_Short problem_
Revise the lines below by replacing "ice bucket" with "wine cooler" wherever it occurs, changing nothing else, and omit the pictures from your answer.

==============================

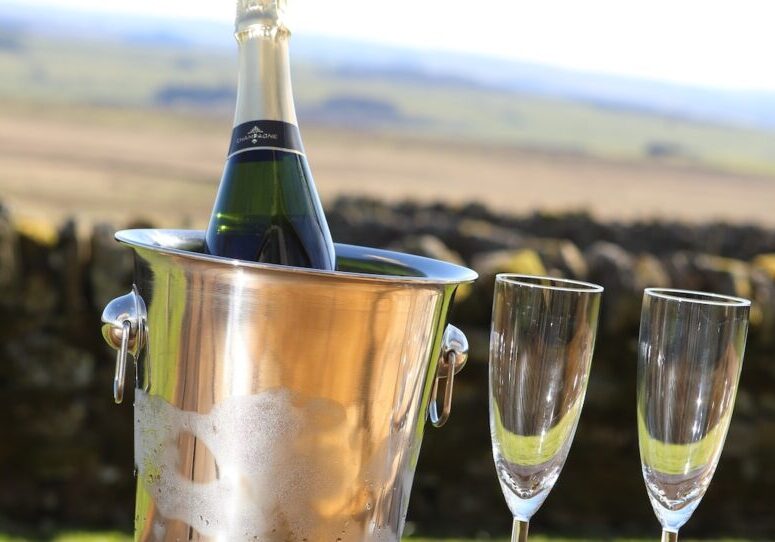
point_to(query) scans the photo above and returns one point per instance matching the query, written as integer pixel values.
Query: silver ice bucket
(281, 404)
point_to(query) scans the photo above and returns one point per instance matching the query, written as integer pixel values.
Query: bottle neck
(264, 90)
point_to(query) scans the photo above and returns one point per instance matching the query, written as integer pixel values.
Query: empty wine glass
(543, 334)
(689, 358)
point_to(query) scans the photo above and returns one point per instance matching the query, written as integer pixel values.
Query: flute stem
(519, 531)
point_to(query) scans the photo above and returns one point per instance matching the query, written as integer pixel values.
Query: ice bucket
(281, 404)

==============================

_Exercise answer_
point_to(query) scans the photo above and returns one point per instance matching the query, written as integer pixel values.
Query: silver wine cooler
(281, 404)
point_to(query) scans the photo above and returns one point per instance matching the query, written as integer pixel values.
Query: bottle neck
(264, 90)
point_to(query) scans the photo above and returns one point per instance matching the query, written as integer pixel values.
Query: empty wine glass
(543, 334)
(689, 358)
point_to(query) scans the photo above and returns one point per instance matching the query, written as integer pixel values.
Query: flute stem
(519, 531)
point_to(query) scans the photo above and returns one point per instance matching the query, written as integer pixel values.
Query: wine cooler
(281, 404)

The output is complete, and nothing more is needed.